[EXERCISE]
Gather every line of the entries below that contains the word "Kindly", and copy each of those lines unchanged.

[Collected data entries]

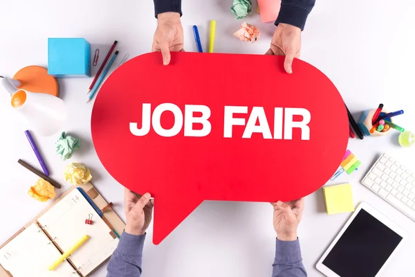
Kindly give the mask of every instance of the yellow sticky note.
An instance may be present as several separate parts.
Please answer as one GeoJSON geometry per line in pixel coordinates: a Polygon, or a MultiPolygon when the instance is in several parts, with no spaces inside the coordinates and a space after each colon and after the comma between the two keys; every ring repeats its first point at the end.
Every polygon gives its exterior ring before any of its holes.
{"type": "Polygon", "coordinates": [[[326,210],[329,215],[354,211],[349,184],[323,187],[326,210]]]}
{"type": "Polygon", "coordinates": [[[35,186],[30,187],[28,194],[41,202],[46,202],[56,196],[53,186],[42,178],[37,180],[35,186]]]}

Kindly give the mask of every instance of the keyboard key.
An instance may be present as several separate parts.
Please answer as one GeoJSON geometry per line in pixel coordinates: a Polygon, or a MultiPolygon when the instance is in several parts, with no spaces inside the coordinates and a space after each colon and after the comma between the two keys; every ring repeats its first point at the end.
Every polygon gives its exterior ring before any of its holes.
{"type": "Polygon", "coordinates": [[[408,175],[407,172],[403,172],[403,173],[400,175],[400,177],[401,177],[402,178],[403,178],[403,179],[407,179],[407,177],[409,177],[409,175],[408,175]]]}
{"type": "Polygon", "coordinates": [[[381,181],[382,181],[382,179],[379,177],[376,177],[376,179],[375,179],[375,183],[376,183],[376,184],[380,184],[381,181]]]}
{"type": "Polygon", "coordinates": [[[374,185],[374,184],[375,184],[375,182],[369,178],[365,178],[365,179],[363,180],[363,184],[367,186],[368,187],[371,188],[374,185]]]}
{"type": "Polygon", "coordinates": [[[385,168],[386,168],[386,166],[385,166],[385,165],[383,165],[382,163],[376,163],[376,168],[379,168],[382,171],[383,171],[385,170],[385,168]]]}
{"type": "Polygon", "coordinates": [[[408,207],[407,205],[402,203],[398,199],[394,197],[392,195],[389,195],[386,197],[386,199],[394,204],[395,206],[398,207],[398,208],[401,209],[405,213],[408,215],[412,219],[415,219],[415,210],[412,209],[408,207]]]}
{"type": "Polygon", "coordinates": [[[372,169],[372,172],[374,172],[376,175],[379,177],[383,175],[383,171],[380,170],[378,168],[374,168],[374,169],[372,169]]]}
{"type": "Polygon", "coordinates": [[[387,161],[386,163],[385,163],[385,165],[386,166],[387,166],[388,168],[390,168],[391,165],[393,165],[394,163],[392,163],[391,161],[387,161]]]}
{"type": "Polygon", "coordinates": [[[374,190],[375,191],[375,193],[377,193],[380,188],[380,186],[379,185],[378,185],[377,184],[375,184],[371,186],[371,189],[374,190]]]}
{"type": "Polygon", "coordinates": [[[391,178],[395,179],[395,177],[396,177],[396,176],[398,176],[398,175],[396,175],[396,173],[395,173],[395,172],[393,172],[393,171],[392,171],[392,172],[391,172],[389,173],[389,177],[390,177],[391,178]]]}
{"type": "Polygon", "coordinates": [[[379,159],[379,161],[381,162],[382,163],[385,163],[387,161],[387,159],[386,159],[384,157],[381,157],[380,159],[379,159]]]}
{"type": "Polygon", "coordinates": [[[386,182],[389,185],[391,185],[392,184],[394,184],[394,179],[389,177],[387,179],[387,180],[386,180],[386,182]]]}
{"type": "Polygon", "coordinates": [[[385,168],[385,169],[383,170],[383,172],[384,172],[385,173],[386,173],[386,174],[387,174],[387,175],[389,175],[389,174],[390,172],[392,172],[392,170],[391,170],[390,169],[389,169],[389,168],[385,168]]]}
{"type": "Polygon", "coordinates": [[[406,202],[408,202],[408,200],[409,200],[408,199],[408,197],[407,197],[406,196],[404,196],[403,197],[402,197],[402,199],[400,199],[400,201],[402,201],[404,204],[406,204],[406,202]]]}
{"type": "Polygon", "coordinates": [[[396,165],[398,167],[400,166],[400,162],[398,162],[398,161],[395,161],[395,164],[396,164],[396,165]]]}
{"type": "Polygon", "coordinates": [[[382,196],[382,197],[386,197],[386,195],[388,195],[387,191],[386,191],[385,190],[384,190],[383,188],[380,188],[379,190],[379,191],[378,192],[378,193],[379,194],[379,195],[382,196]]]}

==

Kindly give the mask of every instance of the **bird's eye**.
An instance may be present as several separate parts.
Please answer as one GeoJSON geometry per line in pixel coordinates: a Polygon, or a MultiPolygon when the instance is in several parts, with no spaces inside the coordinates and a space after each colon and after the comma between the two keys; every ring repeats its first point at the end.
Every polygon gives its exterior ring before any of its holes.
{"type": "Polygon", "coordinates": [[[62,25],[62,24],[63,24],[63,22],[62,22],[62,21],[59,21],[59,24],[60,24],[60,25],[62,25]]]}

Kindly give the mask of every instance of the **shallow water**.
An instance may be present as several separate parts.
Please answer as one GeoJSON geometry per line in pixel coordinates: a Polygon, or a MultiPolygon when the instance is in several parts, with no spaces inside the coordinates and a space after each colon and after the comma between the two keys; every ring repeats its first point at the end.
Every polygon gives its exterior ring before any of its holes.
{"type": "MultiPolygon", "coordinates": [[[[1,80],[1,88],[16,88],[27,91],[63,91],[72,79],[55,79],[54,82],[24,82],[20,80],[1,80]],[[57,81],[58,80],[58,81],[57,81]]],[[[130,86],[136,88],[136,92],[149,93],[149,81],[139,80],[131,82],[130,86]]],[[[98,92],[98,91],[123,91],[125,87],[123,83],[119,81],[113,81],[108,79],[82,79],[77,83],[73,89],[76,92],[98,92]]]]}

--

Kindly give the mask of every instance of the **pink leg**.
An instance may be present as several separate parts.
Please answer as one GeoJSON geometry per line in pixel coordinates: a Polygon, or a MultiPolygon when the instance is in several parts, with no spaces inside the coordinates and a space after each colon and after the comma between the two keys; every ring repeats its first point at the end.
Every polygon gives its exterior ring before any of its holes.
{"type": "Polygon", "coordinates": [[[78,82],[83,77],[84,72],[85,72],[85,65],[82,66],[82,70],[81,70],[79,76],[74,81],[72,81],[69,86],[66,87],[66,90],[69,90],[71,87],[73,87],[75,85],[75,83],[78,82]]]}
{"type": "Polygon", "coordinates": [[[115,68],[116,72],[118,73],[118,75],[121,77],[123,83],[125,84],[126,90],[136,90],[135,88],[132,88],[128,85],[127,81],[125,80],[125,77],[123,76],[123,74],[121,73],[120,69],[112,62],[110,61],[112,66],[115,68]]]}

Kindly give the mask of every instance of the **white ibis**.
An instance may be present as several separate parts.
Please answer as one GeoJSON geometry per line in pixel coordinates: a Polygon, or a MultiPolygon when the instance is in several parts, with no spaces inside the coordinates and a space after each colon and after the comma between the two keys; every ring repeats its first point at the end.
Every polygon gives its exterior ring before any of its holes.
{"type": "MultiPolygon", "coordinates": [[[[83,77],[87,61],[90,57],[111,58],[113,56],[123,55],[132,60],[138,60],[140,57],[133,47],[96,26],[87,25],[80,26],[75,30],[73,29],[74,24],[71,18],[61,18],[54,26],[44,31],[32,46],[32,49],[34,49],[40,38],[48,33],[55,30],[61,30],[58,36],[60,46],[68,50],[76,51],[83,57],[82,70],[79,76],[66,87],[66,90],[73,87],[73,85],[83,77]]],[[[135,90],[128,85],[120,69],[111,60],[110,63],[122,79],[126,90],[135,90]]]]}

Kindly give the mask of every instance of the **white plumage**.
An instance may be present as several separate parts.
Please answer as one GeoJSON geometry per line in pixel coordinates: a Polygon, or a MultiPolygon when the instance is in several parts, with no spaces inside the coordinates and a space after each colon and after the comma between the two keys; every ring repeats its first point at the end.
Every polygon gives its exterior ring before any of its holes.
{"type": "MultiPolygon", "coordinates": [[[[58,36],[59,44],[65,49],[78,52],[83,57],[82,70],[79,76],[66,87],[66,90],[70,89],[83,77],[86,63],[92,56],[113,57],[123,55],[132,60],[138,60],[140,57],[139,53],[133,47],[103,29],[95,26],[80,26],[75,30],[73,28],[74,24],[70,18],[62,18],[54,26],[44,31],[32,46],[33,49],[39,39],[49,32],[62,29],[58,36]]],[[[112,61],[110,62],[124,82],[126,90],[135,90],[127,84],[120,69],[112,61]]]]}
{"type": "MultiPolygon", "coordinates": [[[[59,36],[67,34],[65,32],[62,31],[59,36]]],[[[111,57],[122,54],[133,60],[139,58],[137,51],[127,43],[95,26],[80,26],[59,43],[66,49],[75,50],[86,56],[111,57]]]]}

[TASK OUTPUT]
Kindly give the mask of every instance of the yellow sticky note.
Kindly give the mask of every instance of the keyboard key.
Kindly give the mask of every instance of the **bird's eye**.
Kindly give the mask of every instance of the **shallow water**.
Kindly give the mask of every instance of the **pink leg**.
Kindly give the mask of every instance of the **white ibis**.
Kindly give the mask of every instance of the **white plumage**.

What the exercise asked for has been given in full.